**Задание 1:**
Ответьте по тексту о Ханумане и Юджине:
(а) Какими ещё именами называют Ханумана?
(б) Чем мучим Юджин?
(в) К какому персонажу Беккета удается приблизиться Юджину в лучшие минуты саморазрушения?
**Задание 2:** Продолжите текст о Ханумане и Юджине после его последнего предложения.

**Текст:**
========================

Наверное, прав будет тот читатель, который в названии обратит внимание именно на загадочность, если не сказочность и Ханумана, и Лолланда. Хануман, он же Ханни, он же Хануманьяк, одержимый хануманией, — настоящий проводник, который увлекает за собой Юджина на просторы своей Ханумании. Юджин мучим депрессией, паранойей, физической немощью и при этом зависит от Ханумана, хотя очевидно, что в любой момент мог бы «соскочить». Однако он не делает этого, проходя добровольное истязание чужой жизнью. В лучшие минуты саморазрушения Юджину удается приблизиться к беккетовскому Моллою, сосредоточенному на монотонности страдания. И в отношениях Юджина и Ханумана заложен последний, третий парадокс: Хануман ведет Юджина, но существует он при этом только в словах последнего, и кто здесь кому проводник, решается не так однозначно.

========================

**Данные:**
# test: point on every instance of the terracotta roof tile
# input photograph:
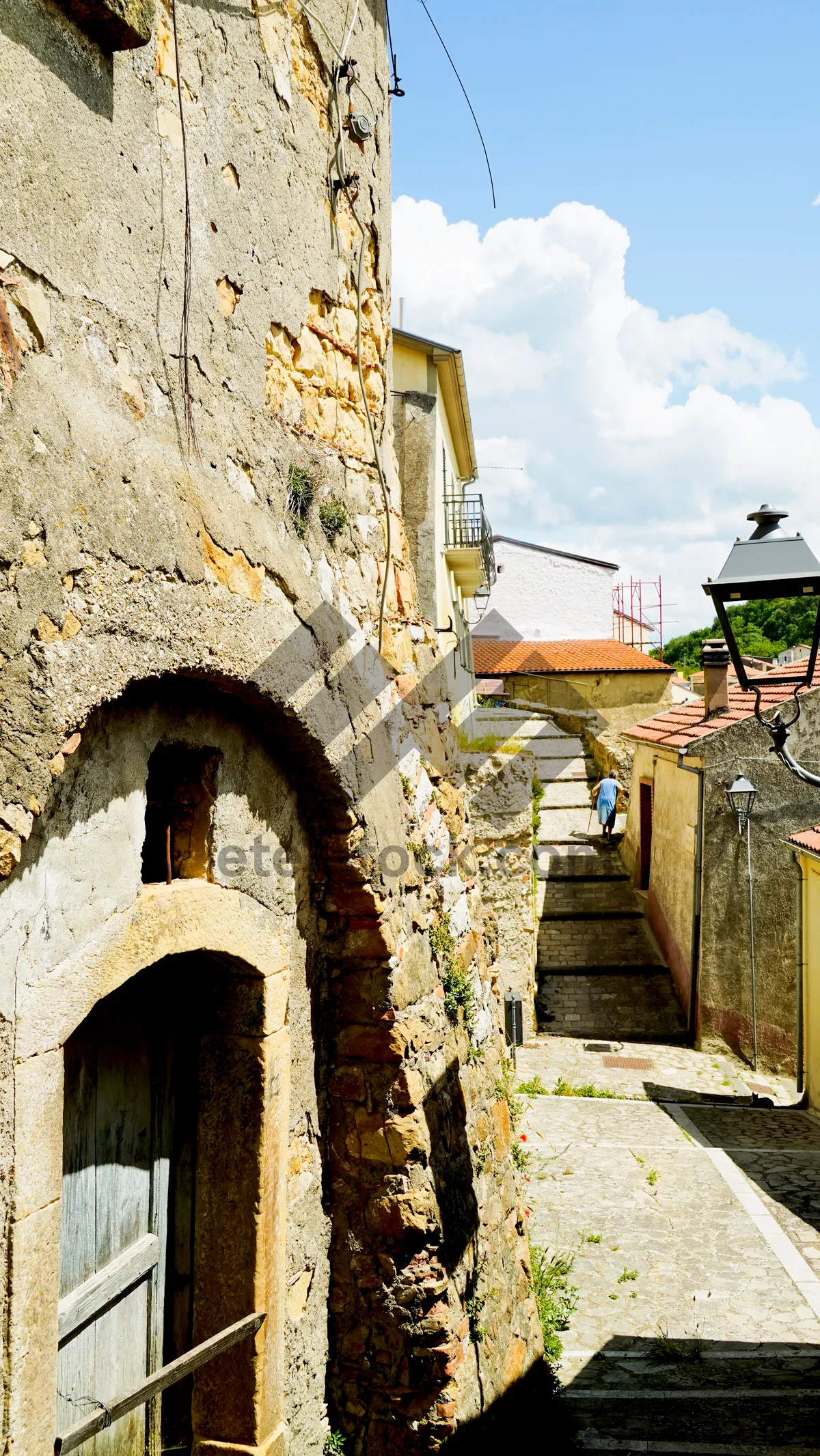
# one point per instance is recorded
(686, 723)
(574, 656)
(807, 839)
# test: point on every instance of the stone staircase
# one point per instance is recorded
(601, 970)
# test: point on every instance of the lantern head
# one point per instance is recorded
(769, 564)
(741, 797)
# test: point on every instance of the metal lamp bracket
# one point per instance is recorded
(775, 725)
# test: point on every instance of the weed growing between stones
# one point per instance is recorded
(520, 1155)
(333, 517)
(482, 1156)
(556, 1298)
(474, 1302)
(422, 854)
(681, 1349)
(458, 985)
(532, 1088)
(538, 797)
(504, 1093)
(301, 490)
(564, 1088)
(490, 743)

========================

**Ожидаемый ответ 1:**
(а) Ханни и Хануманьяк.
(б) Депрессией, паранойей и физической немощью.
(в) К Моллою.

**Ожидаемый ответ 2:**
Интересно, что приходящие в голову хотя бы чисто сюжетные параллели можно найти в книгах рубежа 1990—2000-х. Это, например, «Толмач» Михаила Гиголашвили (2003) или путевые заметки Сергея Сакина и Павла Тетерского «Больше Бэна» (1999). Это тот самый период, когда и Иванов писал «Ханумана...», сначала в 1998-м на английском, потом заново уже в 2004-м — на русском. Но ни на плутовские похождения «подонков» в Лондоне, ни на монологи бывших советских граждан, мечтающих о статусе беженца в Германии, ивановское повествование не похоже. Слишком мало языковой игры и стилизации, хотя характеров тоже хватает: художник Михаил Потапов, рисующий абстракции с претенциозными названиями, толкующий про экзистенцию и колотящий дочь; Степан, который пытается осесть хоть где-нибудь, проверяя на прочность бюрократические системы разных стран; непалец-гей, по прозвищу Непалино, чей кейс и состоит в том, что он гей.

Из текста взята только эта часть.